◆ **SOURCE**
# Watch Benji Grow With Me



## CJay (Feb 25, 2012)

I have decided on this little guy from my breeders two puppies... I have the kind of life where I will adapt to anything a dog can throw at me so I chose this one and cannot wait to see what kind of dog he grows up to be! 

His momma had a tri and a black and white, I chose this little black and white guy! His name is Benji! As I get more pictures I'll update all of you! 

I'm so excited!


----------



## Slartibartfast (Sep 29, 2011)

Congrats! I am looking forward to more pics. What breed(s) is he?


----------



## CJay (Feb 25, 2012)

Thank you! 

He's a papillon!


----------



## stacey101 (Sep 20, 2010)

He is going to be beautiful!


----------



## Vicky88 (Jan 29, 2012)

Awwww, can't wait to see him grow up.


----------



## CJay (Feb 25, 2012)

3 weeks!!! I'm getting so excited!!!!! =D


----------



## Abbylynn (Jul 7, 2011)

He is absolutely adorable! I can hardly wait to see him grow!


----------



## Aussie27 (Sep 25, 2010)

Oh my goodness, he's adorable!  The more pictures you get, the more excited you get.. that's how I always felt.


----------



## CJay (Feb 25, 2012)

Thank you!!!!!! I am getting more excited!!! I can't wait until June!!!!


----------



## CJay (Feb 25, 2012)

I'm so excited my baby is growing he's 1lb today that sounds sooooo tiny! The breeder says he's going to be on the smaller size which is perfect with me! I can't beleive 6 weeks has passed already he's very playful and I cannot wait to hear more about how he's growing up! Pictures coming soon!


----------



## micahsmom (Feb 16, 2010)

He is really cute!!!!


----------



## stacey101 (Sep 20, 2010)

Pictures ! <3


----------



## CJay (Feb 25, 2012)

Here he is!!! He's so sweet looking!!!! This is the pup I've dreamed about!!!


----------



## Abbylynn (Jul 7, 2011)

Absolutely adorable!!!  So tiny!


----------



## Aroha (Apr 4, 2012)

Awww shucks he is just the cutest and reminds me of the days when i helped out friends show thier little bl/white Pap who did well in shows in NZ. Miss the lil breeds at times and the Paps size is not to be reckoned with, so loyal and adorable, Good Luck with your precious bundle of joy.


----------



## stacey101 (Sep 20, 2010)

◆ **DATA SHOWN**
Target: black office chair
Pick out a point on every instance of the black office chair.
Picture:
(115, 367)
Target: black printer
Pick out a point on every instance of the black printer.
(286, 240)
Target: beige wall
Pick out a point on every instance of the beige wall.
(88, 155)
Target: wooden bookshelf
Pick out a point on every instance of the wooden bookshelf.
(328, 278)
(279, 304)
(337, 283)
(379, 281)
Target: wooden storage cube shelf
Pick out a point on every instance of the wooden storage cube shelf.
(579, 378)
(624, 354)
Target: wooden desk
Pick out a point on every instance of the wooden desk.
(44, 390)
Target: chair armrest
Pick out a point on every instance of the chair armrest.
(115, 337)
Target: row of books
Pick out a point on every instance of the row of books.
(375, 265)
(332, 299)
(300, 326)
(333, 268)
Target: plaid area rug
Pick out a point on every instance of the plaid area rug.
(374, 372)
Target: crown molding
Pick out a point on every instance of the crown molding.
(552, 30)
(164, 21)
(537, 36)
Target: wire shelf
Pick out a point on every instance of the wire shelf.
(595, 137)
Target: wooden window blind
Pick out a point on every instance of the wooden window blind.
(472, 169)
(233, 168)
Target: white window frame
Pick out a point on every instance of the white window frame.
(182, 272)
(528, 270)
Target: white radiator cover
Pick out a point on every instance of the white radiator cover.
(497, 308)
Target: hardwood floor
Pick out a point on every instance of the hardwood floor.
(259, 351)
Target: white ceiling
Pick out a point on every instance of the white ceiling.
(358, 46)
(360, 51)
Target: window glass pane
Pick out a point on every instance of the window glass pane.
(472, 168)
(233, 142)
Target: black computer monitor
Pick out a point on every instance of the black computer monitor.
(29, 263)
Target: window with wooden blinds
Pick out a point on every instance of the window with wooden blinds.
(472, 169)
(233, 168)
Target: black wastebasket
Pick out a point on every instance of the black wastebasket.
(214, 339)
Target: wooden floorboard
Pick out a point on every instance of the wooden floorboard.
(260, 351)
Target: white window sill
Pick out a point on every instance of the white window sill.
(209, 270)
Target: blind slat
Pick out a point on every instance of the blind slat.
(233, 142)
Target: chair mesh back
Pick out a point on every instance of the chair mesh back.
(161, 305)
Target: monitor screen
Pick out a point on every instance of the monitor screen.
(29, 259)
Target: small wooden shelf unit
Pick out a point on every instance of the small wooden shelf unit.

◆ **REQUIRED TASK A**
Rewrite the records from the line containing "Target: chair mesh back" through the end of the records, putting "display screen" in place of "monitor screen" and keeping everything else the same.
◆ **REQUIRED TASK B**
Continue the forum thread about the papillon puppy Benji from where it stops.

◆ **EXPECTED ANSWER A**
Target: chair mesh back
Pick out a point on every instance of the chair mesh back.
(161, 305)
Target: display screen
Pick out a point on every instance of the display screen.
(29, 259)
Target: small wooden shelf unit
Pick out a point on every instance of the small wooden shelf unit.

◆ **EXPECTED ANSWER B**
Look at the ears!


----------



## CJay (Feb 25, 2012)

His big ole ears are adorable!! Thanks for all the comments!!!!


----------



## Aussie27 (Sep 25, 2010)

He is just too cute for words! I miss Cali's little poofball stage, so definitely enjoy it before he goes into the uglies stage.. although personally, I don't think a Papillon can ever be ugly. And I've said this before, but congrats on such a cutie! When are you bringing him home?


----------



## CJay (Feb 25, 2012)

I can't wait to get him and enjoy all his stages!!! And you're right I don't think a pap can ever not be cute!!!! There is just something about them! I'm so happy I'm finally getting my dream dog! I get him in June =)


----------



## Aussie27 (Sep 25, 2010)

There definitely is.  Expect to get a lot of strangers running up asking to pet him, even though Cali is about 14 months old, I had a lady come up to us last night in the store and say "I just have to pet those ears! She's so cute!". I'd just try not to give into the cuteness once you get him, because Cali certainly got away with quite a bit for awhile haha.


----------



## Laurelin (Nov 2, 2006)

Ugh I want a papillon puppy! It's been too long since I've had one. He's adorable!


----------



## CJay (Feb 25, 2012)

The first thing my friend said is "you are going to let him get away with murder I can see it now!!!!!" And I keep telling myself I can't!!!!! There are so many people who want to hug him and he's not here but I will keep in mind what you said!!! I can't wait to get him!!


----------



## Aussie27 (Sep 25, 2010)

I did the exact same thing with Cali, I told myself that I was going to do training from day one, but at first all we did was fun and games.  I think fun and games is probably the most important aspect with new dogs of any age. Just remember to make training fun and give lots of breaks in between and you guys will have an awesome time together!  And I expect a billion and one pictures when you get him!


----------



## mcdavis (May 1, 2012)

Absolutely adorable.


----------



## CJay (Feb 25, 2012)

I will probably take non stop pictures!!!! I will be out of the country for 3 weeks before I get him and moving into a new apt so I think the first few days aside from potty training will be very light while I get used to everything. I will probably do a little bit of training nothing too crazy though. 

Thank you @mcdavis =)


----------



## mcdavis (May 1, 2012)

Definitely take loads of photos - they grow up and change so quickly and it's lovely to be able to look back at the puppy pics


----------



## CJay (Feb 25, 2012)

Laurelin said:


> Ugh I want a papillon puppy! It's been too long since I've had one. He's adorable!



I didn't even see your comment I'm sorry! Thank you!!


----------



## CJay (Feb 25, 2012)

mcdavis said:


> Definitely take loads of photos - they grow up and change so quickly and it's lovely to be able to look back at the puppy pics


There was a thread on another forum (i think) where everyone was posting pictures of their pups as they grew and I saw how much they changed!!! Sounds crazy but I am saving all these pictures and I want to make a scrap book of his growing and changing! I wish I did it with my cats but this will be my first pet I do it with and I will see how it goes.


----------



## Masterjedi688 (Apr 27, 2009)

My dog's name is Benji also. This makes 2 dogs I've had with the name Benji. What made you choose a Papillon? Your dog is adorable.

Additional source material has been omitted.